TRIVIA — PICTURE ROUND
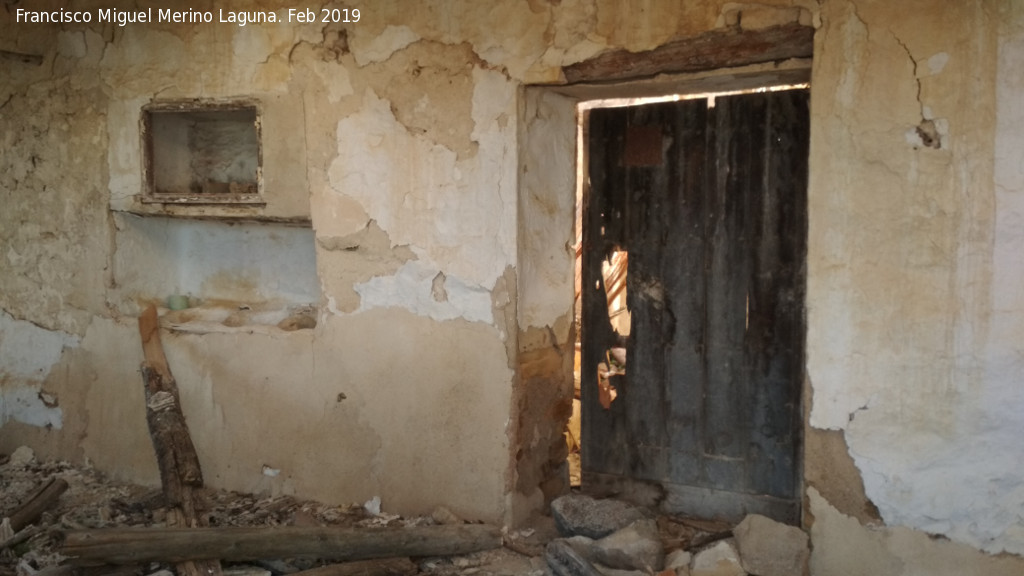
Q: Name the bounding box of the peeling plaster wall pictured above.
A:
[808,2,1024,557]
[0,0,1024,574]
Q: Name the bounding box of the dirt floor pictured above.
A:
[0,449,555,576]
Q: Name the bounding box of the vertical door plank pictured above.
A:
[703,94,765,492]
[748,90,809,497]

## Task requirements
Rewrite all of the rows above with every "pictured above" changed to "shown above" and nothing else altered. Leave the pictures out of your answer.

## Result
TRIVIA — PICTURE ROUND
Q: Name the bounding box of the peeling plaster wall shown above.
A:
[808,2,1024,557]
[0,0,1024,574]
Q: Name the bounding box of the dirt floor shown above.
A:
[0,449,555,576]
Q: Name the bounding box of the vertical door plank shown above.
A:
[703,94,765,492]
[748,90,809,497]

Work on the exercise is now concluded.